■ **Entries from an annotation dataset**:
* * * * *
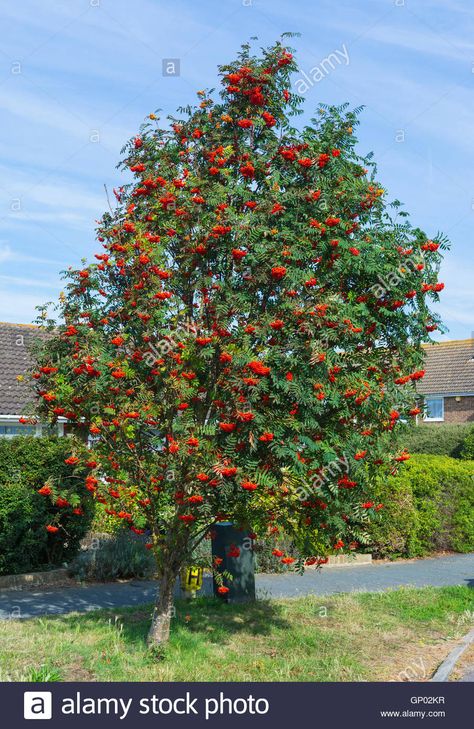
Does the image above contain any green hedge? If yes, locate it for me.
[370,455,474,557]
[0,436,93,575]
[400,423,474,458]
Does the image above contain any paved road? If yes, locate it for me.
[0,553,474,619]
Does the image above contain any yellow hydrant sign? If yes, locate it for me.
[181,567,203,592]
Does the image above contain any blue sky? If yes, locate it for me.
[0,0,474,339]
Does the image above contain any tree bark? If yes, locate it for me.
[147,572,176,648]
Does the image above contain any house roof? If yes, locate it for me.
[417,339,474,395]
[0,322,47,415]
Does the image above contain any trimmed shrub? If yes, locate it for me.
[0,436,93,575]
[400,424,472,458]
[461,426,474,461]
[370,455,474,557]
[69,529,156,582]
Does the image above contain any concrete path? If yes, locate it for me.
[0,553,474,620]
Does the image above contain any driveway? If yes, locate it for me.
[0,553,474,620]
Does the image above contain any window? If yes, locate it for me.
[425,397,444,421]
* * * * *
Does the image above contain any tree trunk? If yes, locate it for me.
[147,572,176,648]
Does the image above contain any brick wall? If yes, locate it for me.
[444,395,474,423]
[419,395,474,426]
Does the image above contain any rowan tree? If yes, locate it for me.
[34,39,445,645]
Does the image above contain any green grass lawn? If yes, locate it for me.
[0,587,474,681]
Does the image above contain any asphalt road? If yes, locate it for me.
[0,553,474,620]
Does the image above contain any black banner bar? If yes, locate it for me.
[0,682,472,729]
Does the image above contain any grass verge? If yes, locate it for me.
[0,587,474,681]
* * * * *
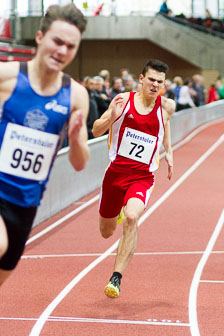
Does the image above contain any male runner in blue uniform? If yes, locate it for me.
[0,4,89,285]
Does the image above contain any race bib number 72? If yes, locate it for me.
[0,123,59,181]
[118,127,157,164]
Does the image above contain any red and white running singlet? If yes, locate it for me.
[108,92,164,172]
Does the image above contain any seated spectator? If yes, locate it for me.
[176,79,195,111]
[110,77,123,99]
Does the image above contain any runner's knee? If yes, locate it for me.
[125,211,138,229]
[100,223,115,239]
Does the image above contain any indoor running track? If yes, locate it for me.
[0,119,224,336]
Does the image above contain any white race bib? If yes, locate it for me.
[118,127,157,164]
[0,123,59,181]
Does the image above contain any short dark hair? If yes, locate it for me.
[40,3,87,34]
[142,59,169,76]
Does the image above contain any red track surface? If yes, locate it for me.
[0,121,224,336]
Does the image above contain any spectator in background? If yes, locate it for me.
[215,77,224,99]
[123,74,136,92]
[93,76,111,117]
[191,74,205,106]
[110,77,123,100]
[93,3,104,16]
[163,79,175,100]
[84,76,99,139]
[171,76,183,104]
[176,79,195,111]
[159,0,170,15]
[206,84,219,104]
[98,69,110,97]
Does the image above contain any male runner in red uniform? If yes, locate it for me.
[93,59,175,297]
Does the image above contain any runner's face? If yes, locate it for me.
* * * * *
■ **Stated exercise**:
Update the listing from the line with "Does the image above contain any trimmed" up to and including the line with "[425,397,444,421]" so that "shrub" reads "bush", leaving everything else unchanged. Return only those lines.

■ **Expected output**:
Does the image above contain any trimmed bush? If yes, locate it for me.
[0,436,93,575]
[400,424,472,458]
[461,426,474,461]
[370,455,474,557]
[69,529,156,582]
Does the image above contain any concrete path? If yes, locate it for me.
[0,553,474,620]
Does the image above contain any driveway? If yes, locate it for me.
[0,553,474,620]
Does the image above contain any window? If yes, locate it for me.
[425,397,444,421]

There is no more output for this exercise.